*PROBLEM*: Reproduce the passage on AI bots between "For starters, sales" and "more informed decisions.", inclusive, swapping "prospects" for "potential buyers".

*TEXT FOR ANALYSIS*:

Todoist is the result of adding artificial intelligence (AI) functions to a calendaring or task management service. The bot organizes your schedule for you, taking into account days of the week (for example, it doesn’t schedule your professional activities on a Sunday), your habits, task priorities, and other factors. It learns both from you and from the user base to make more accurate adjustments over time.
As with customer service, sales departments benefit from faster and more informed responses, and these teams quickly run into human limitations. There are many places in the sales cycle where they can create task automation bots to complement the team—for instance, to speed up response times and to improve lead quality.
For starters, sales teams can spend less time in their customer relationship management (CRM) tool with Troops, a Slackbot that fetches customer data from
Salesforce for you while you’re chatting in Slack about that particular customer. The sales chatbot from ubisend is on hand—all the time—to answer questions that prospects may have about your products or services, and it does so in your brand’s voice and language. Sales Intelligent Assistant (SIA), also from Acuvate, is designed to chat with leads and to acquire data to help a sales team make more informed decisions.

*DATASET*:
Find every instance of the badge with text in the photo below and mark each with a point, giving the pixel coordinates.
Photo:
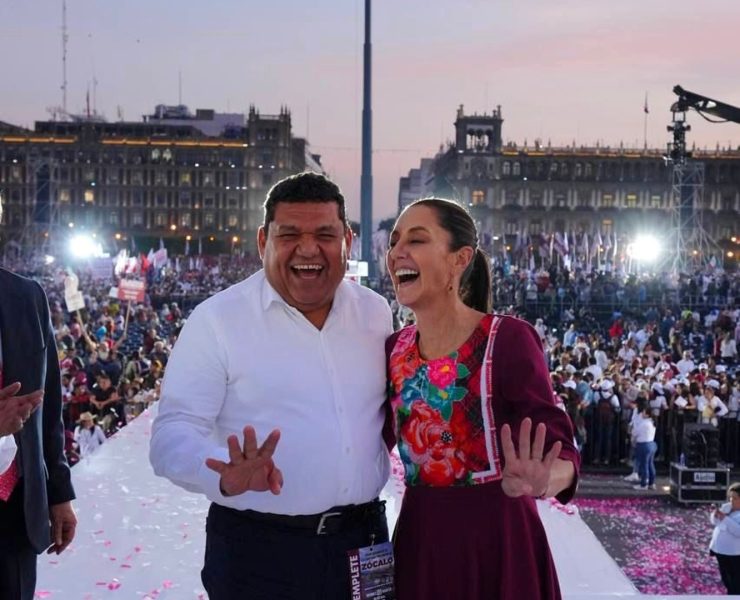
(371, 572)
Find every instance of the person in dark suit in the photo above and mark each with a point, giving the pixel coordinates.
(38, 514)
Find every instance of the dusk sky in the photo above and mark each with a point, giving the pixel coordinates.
(562, 70)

*OUTPUT*:
For starters, sales teams can spend less time in their customer relationship management (CRM) tool with Troops, a Slackbot that fetches customer data from
Salesforce for you while you’re chatting in Slack about that particular customer. The sales chatbot from ubisend is on hand—all the time—to answer questions that potential buyers may have about your products or services, and it does so in your brand’s voice and language. Sales Intelligent Assistant (SIA), also from Acuvate, is designed to chat with leads and to acquire data to help a sales team make more informed decisions.